# Task a:
Update the rows from their first line through the line containing "top-left (168, 145), bottom-right (262, 227)" by replacing "beige" with "gray" and leaving everything else unchanged. Return only those lines.

# Page excerpt:

After hearing the learned counsel for  both  the  parties  we  come  to  the
following conclusion:
The National Commission has exceeded  its  jurisdiction  in  exercising  its
revisional power under Section 21(b) of the Consumer  Protection  Act,  1986
by setting aside the concurrent  finding  of  fact  recorded  by  the  State
Commission in  First  Appeal  No.  741  of  2006  vide  its  judgment  dated
12.10.2006 wherein the finding of fact recorded by the  District  Forum  was
affirmed.
The facts of the instant case clearly reveal that  the  National  Commission
has  erred  in  observing  that  the  appellant-Society  is   a   commercial
establishment by completely  ignoring  the  Memorandum  of  Association  and
byelaws of the appellant-Society. Both the District Forum  as  well  as  the
State  Commission  have  rightly  held  that  the  appellant-Society  is   a
charitable institution and not a commercial entity. The relevant portion  of
the order passed by the District Forum reads thus:
“6. ……It is not in dispute that complainants are  running  girls  hostel  in
the name of Complainant no.1. Commercial purpose  is  also  explained  under
the provisions of the Act. So far as  activities  of  the  complainants  are
concerned,  they  are  running  girls  hostel  and  receive  fees  from  the
students. The complainants  are  not  carrying  out  commercial  activities.
Purchase of goods namely tiles are for the purpose of their  hostel  and  it
cannot be said that tiles is subject matter of their business. Whenever  any
person purchases goods for carrying  out  business  for  commercial  or  for
livelihood then only question regarding purchase of goods  or  availing  any
activities from trader or professional  arises.  The  complainants  are  not
carrying on business of  purchase  from  opponents.  Otherwise  also  hostel
premises can  be  constructed  and  there  is  no  direct  relation  between
commercial activity. Therefore, the defence of opponents  that  complainants
are carrying  on  business  activities  and  thereby  complainants  are  not
consumer is not acceptable. Hence, we hold that  complainants  are  consumer
of opponents and defence of opponents is rejected.”

# Data for this task:
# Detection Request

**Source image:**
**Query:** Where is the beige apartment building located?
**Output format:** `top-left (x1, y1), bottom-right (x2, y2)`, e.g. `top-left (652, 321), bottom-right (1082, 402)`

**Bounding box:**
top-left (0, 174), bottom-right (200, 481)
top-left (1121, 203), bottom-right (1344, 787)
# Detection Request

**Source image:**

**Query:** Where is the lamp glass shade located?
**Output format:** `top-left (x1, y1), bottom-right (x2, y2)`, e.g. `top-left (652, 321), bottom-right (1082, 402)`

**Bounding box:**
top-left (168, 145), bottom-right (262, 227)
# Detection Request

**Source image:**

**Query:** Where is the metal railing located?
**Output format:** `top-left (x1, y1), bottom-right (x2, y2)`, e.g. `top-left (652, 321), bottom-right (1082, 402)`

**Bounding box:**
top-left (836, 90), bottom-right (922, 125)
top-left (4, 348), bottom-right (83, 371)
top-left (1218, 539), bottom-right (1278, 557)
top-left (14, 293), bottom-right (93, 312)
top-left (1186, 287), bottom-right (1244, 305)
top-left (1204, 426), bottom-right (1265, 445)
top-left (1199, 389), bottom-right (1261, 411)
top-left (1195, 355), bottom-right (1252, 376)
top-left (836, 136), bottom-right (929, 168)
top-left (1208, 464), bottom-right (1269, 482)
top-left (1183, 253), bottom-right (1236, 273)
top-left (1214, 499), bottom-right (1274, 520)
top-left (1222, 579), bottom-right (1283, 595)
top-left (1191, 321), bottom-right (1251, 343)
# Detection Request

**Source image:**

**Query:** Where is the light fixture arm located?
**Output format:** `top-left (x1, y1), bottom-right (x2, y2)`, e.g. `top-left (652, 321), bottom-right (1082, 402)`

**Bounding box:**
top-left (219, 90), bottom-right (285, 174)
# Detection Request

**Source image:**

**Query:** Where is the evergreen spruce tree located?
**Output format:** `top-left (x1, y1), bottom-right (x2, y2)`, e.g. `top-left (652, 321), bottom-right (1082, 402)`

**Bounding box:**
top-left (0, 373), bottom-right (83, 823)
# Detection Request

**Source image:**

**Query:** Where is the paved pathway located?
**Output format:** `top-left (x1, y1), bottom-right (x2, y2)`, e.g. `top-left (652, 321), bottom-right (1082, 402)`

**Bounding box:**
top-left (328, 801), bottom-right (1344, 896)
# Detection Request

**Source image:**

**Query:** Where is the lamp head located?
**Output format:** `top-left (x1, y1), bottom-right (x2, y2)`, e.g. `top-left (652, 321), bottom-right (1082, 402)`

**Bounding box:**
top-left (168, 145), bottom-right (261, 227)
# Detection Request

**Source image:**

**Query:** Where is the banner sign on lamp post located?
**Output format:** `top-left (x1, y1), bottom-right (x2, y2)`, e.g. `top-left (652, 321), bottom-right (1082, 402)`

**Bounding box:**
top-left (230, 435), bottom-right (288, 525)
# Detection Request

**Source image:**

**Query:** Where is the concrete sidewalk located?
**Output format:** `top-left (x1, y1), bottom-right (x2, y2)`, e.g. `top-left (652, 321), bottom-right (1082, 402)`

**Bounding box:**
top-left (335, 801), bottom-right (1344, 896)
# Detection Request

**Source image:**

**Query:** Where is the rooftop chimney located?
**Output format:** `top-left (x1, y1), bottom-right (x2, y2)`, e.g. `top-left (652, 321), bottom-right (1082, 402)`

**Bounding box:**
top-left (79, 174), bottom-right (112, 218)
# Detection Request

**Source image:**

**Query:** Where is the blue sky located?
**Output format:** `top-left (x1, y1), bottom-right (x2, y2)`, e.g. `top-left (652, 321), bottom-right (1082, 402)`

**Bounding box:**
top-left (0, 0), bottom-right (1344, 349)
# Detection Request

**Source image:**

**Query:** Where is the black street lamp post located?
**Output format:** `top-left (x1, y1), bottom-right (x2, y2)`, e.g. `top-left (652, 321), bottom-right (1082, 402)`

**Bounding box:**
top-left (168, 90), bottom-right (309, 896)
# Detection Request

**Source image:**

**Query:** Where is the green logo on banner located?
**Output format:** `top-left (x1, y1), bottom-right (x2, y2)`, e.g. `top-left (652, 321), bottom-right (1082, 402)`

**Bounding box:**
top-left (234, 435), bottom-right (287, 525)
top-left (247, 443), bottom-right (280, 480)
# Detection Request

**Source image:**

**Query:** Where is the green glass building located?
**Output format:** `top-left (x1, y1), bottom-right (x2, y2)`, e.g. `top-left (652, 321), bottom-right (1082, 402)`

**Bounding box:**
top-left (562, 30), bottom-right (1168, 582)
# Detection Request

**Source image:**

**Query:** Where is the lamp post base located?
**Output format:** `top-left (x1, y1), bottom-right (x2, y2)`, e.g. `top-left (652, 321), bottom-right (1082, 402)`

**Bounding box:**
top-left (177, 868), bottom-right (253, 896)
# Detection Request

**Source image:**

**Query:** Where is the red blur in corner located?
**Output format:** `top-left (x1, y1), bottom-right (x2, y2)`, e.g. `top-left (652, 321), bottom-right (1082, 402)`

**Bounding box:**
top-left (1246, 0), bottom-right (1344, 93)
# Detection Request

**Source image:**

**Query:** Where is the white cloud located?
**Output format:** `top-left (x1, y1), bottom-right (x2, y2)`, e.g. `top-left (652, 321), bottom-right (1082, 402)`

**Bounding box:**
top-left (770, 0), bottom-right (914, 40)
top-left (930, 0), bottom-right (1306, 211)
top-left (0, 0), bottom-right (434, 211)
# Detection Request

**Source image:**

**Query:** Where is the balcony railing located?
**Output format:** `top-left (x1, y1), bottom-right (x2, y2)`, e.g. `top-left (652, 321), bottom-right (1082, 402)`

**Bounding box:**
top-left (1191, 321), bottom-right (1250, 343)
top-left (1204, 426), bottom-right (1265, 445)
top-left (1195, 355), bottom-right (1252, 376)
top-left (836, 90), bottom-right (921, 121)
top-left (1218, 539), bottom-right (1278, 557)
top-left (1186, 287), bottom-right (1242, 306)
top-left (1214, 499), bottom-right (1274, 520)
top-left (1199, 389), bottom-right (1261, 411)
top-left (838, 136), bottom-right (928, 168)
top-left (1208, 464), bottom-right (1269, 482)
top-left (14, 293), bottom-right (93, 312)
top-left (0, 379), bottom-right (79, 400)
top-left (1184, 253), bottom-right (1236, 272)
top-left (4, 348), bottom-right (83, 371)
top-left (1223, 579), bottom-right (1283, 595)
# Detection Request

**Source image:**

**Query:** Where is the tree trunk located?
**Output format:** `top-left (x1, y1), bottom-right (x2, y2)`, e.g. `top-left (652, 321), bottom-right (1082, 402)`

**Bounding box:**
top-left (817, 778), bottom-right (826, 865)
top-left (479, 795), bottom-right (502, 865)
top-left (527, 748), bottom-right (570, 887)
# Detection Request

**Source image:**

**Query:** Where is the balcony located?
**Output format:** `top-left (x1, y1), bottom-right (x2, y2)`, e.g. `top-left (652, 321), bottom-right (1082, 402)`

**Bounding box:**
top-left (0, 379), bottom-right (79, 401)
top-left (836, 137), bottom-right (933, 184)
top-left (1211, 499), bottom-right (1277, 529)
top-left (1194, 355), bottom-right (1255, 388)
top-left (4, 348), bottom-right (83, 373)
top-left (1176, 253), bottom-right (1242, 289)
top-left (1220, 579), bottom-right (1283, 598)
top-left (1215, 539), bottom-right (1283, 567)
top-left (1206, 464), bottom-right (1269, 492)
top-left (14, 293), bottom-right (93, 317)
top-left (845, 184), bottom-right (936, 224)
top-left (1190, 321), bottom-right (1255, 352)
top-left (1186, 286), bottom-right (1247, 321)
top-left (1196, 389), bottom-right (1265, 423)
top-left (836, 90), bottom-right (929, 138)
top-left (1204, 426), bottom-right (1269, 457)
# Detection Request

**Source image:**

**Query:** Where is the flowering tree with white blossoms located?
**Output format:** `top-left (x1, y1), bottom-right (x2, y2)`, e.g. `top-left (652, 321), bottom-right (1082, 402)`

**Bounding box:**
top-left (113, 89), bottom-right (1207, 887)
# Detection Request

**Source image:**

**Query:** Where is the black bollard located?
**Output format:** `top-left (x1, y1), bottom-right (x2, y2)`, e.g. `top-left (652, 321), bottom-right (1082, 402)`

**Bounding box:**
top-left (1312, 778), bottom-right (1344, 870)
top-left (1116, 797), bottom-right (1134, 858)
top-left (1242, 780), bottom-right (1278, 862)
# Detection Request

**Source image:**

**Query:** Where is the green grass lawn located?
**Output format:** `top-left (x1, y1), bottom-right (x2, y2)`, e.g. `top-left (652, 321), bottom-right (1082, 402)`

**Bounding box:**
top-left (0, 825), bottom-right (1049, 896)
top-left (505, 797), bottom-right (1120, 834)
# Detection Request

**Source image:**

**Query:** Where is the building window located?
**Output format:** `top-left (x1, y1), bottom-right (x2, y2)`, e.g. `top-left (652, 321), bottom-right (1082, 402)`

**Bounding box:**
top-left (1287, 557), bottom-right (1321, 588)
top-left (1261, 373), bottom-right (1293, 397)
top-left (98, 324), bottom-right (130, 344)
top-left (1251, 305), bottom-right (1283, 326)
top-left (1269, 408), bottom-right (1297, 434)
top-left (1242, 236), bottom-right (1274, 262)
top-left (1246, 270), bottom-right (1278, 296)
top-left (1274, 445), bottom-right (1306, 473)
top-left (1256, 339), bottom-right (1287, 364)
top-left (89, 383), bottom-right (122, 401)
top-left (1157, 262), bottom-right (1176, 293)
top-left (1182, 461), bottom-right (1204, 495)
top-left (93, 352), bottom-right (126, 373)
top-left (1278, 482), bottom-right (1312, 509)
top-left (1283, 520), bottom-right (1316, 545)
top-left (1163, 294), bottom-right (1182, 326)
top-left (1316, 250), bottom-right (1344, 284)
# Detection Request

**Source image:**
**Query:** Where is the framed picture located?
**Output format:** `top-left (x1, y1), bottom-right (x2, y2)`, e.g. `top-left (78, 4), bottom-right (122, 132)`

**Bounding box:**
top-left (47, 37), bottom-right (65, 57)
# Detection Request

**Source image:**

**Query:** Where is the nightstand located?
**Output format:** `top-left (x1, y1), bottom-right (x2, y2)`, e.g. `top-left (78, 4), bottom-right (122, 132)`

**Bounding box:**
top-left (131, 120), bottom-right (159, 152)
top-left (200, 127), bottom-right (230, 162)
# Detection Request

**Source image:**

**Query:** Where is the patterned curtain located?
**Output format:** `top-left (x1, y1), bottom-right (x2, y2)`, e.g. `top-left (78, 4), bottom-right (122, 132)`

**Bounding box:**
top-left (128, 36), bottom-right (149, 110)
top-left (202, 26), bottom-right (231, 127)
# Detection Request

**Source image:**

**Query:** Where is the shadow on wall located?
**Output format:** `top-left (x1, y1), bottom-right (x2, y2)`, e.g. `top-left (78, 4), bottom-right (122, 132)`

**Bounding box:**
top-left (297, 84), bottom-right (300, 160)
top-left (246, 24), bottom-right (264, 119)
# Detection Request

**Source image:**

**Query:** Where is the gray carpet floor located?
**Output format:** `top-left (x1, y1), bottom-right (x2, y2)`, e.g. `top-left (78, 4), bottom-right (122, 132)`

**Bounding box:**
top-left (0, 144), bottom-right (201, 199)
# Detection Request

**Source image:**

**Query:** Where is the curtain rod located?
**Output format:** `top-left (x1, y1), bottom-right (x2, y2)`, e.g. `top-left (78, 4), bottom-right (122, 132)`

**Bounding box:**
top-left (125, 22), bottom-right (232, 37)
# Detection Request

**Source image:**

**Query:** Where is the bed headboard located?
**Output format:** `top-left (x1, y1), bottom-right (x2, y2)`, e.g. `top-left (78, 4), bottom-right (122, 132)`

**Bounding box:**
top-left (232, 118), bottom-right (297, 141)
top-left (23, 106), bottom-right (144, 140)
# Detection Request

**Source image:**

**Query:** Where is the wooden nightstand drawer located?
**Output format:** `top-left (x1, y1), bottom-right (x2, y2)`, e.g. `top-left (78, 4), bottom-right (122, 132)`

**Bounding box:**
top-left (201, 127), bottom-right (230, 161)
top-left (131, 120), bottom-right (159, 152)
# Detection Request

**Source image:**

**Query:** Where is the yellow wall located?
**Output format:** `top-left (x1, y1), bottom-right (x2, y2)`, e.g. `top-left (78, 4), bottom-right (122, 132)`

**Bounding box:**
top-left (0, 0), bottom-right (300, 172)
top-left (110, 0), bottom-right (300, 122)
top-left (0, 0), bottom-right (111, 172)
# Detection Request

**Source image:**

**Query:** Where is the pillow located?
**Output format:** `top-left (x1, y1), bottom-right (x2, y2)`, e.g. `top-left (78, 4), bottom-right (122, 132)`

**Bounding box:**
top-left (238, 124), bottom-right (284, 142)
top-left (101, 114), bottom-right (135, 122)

# Task b:
Copy out the court excerpt on whether the appellant-Society is a consumer, word for word and in full.

# Full answer a:
# Detection Request

**Source image:**
**Query:** Where is the gray apartment building located?
**Output format:** `top-left (x1, y1), bottom-right (x2, y2)`, e.g. `top-left (652, 321), bottom-right (1082, 402)`

**Bounding box:**
top-left (0, 174), bottom-right (200, 481)
top-left (1121, 203), bottom-right (1344, 787)
# Detection Request

**Source image:**

**Query:** Where is the lamp glass shade located?
**Output format:** `top-left (x1, y1), bottom-right (x2, y2)`, e.g. `top-left (652, 321), bottom-right (1082, 402)`

**Bounding box:**
top-left (168, 145), bottom-right (262, 227)

# Full answer b:
After hearing the learned counsel for  both  the  parties  we  come  to  the
following conclusion:
The National Commission has exceeded  its  jurisdiction  in  exercising  its
revisional power under Section 21(b) of the Consumer  Protection  Act,  1986
by setting aside the concurrent  finding  of  fact  recorded  by  the  State
Commission in  First  Appeal  No.  741  of  2006  vide  its  judgment  dated
12.10.2006 wherein the finding of fact recorded by the  District  Forum  was
affirmed.
The facts of the instant case clearly reveal that  the  National  Commission
has  erred  in  observing  that  the  appellant-Society  is   a   commercial
establishment by completely  ignoring  the  Memorandum  of  Association  and
byelaws of the appellant-Society. Both the District Forum  as  well  as  the
State  Commission  have  rightly  held  that  the  appellant-Society  is   a
charitable institution and not a commercial entity. The relevant portion  of
the order passed by the District Forum reads thus:
“6. ……It is not in dispute that complainants are  running  girls  hostel  in
the name of Complainant no.1. Commercial purpose  is  also  explained  under
the provisions of the Act. So far as  activities  of  the  complainants  are
concerned,  they  are  running  girls  hostel  and  receive  fees  from  the
students. The complainants  are  not  carrying  out  commercial  activities.
Purchase of goods namely tiles are for the purpose of their  hostel  and  it
cannot be said that tiles is subject matter of their business. Whenever  any
person purchases goods for carrying  out  business  for  commercial  or  for
livelihood then only question regarding purchase of goods  or  availing  any
activities from trader or professional  arises.  The  complainants  are  not
carrying on business of  purchase  from  opponents.  Otherwise  also  hostel
premises can  be  constructed  and  there  is  no  direct  relation  between
commercial activity. Therefore, the defence of opponents  that  complainants
are carrying  on  business  activities  and  thereby  complainants  are  not
consumer is not acceptable. Hence, we hold that  complainants  are  consumer
of opponents and defence of opponents is rejected.”